Written exercise »
Reproduce every line of the records below verbatim, without changing, omitting, or adding any character.

Material supplied »

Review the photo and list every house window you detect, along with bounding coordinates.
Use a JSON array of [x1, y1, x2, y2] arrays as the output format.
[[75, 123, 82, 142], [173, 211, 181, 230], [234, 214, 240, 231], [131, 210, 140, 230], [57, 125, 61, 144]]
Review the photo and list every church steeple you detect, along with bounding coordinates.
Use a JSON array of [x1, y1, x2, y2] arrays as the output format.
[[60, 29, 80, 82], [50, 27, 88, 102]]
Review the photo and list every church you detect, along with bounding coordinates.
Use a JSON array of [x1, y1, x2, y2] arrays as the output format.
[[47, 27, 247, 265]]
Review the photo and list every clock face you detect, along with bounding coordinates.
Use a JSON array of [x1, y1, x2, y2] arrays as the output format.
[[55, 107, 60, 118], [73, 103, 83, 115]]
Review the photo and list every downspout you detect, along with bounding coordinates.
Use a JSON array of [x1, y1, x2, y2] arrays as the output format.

The response »
Review the photo and list every house window you detect, along with bounding coordinates.
Use a JSON array of [x1, y1, x2, y2] arrays as the output format.
[[75, 123, 82, 142], [173, 211, 181, 230], [234, 214, 240, 231], [131, 210, 140, 230], [57, 125, 61, 144]]
Review the photo and list every church steeple you detect, along with bounding coordinates.
Use a JSON array of [x1, y1, x2, y2] arrays as the output format.
[[60, 29, 80, 82], [50, 27, 88, 102]]
Review the photo and list every church you detect, along with bounding coordinates.
Use a JSON array of [x1, y1, x2, y2] arrays as the output format.
[[47, 27, 247, 265]]
Review the photo and list every clock face you detect, along with bounding coordinates.
Use a JSON array of [x1, y1, x2, y2] arrays as the output format.
[[55, 107, 60, 118], [73, 103, 83, 115]]
Review the photo and list every downspout you detect, along with bounding coordinates.
Use a JSON array of [x1, y1, x2, y2] arrays as the output format.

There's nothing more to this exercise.